Stop That Eye Twitch: Common Causes and Self-Care Strategies
It is no secret that eye twitches are annoying. An eyelid twitch, or tic, is a spasm or tiny movement in the upper or lower eyelid. The involuntary motion’s onset is a sudden symptom, lasting anywhere from a few seconds to even days or longer.
What does an eye twitch signal?
The most common eye twitching or tics are benign. However, less commonly, this automatic eye motion means something more for your health.
- Neurological problems such as hemifacial spasms orblepharospasm
- Physical or mental exhaustion
- Minor and severe stress
- Over-stimulation from caffeine
- Dry eyes
Self-Care Strategies for Eye Twitching
Steps exist to remedy an eyelid twitch. The automatic annoyance sometimes lingers for longer than is comfortable, but strategies exist to rid yourself of the spasm.
- Stress is a common cause of eye twitching. The tic can develop when under strain. Eliminating causes of anxiety lessens the probability of developing an eyelid twitch. Finding an activity that reduces your stress level will also shorten the length of an eye spasm.
- Lack of sleep, mental and physical exhaustion, and eye strain are all causes of eyelid twitches. Restorative sleep is essential to good quality of life, but also to avoid the agitation of an eyelid spasm.
- Drinking too much caffeine is bad for your health in many ways. It also causes eye twitches because of the nature of caffeine as a stimulant. Limit coffee, soda, tea, and energy drink consumption to reduce the likelihood of eye spasms and their duration.
- Dry eyes happen when our eyes do not produce enough natural tears. The reasons could range from medication to more serious issues like entropion. The symptom of dry eyes sometimes leads to eyelid twitches. Talk to your doctors and ophthalmologist for easy remedies for dry eyes.

- Stored data -
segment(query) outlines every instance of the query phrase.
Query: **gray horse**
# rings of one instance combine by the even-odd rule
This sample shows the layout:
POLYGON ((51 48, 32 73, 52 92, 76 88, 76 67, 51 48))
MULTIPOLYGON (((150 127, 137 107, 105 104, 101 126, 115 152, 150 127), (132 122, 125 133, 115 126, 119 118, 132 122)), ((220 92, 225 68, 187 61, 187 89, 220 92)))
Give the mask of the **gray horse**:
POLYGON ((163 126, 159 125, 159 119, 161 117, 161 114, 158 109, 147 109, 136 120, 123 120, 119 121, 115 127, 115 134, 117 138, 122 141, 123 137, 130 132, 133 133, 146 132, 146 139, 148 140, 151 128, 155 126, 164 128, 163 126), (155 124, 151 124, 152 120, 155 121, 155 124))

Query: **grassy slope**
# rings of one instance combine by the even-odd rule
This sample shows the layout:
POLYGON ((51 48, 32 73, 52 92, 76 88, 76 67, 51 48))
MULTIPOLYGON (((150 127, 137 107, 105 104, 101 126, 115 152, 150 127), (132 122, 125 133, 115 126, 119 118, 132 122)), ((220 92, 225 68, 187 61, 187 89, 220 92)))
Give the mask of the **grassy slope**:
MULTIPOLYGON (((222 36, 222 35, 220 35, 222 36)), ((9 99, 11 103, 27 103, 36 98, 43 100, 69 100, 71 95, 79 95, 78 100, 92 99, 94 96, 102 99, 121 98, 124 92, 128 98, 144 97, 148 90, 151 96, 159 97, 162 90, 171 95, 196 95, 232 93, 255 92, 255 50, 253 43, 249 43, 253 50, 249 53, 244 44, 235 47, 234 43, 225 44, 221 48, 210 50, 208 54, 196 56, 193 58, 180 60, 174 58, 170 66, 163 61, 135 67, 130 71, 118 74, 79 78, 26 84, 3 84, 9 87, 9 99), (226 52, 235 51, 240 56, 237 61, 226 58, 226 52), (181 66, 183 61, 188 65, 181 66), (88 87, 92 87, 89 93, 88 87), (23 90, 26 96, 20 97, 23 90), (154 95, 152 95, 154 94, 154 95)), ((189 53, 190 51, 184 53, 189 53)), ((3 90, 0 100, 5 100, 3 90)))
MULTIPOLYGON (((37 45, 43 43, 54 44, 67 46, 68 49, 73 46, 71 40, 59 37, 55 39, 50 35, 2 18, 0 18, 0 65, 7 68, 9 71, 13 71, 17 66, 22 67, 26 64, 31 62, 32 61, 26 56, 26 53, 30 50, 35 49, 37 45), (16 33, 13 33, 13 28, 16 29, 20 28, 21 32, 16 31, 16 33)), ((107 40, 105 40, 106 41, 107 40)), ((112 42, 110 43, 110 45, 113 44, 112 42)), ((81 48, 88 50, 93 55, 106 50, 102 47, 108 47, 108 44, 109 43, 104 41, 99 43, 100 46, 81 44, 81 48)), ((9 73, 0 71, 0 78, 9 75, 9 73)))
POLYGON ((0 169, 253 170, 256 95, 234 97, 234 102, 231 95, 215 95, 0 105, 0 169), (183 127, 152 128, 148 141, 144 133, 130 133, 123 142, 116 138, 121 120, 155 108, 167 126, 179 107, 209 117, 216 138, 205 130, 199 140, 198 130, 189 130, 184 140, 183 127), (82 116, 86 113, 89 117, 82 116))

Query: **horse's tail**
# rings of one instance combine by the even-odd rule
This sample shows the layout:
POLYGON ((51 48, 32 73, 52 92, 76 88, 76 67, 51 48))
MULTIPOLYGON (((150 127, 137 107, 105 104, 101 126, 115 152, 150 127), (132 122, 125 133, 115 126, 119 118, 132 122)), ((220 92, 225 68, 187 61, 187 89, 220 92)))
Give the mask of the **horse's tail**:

- Required work -
**a)** Answer these questions from the eye twitch article, one answer per line, marked (i), (ii) and (iii).
(i) In which parts of the eye does an eyelid twitch occur?
(ii) Which four drinks does the article say to limit?
(iii) What happens in the eyes when someone has dry eyes?
**b)** Rewrite the eye twitch article from "Stop That Eye" to "for your health.", using "lid" in place of "eyelid" each time it appears.
**c)** Translate this sentence from the eye twitch article into Spanish: "Dry eyes happen when our eyes do not produce enough natural tears."

- Answers by task -
**a)**
(i) The upper or lower eyelid.
(ii) Coffee, soda, tea, and energy drinks.
(iii) The eyes do not produce enough natural tears.

**b)**
Stop That Eye Twitch: Common Causes and Self-Care Strategies
It is no secret that eye twitches are annoying. An lid twitch, or tic, is a spasm or tiny movement in the upper or lower lid. The involuntary motion’s onset is a sudden symptom, lasting anywhere from a few seconds to even days or longer.
What does an eye twitch signal?
The most common eye twitching or tics are benign. However, less commonly, this automatic eye motion means something more for your health.

**c)** Los ojos secos ocurren cuando nuestros ojos no producen suficientes lágrimas naturales.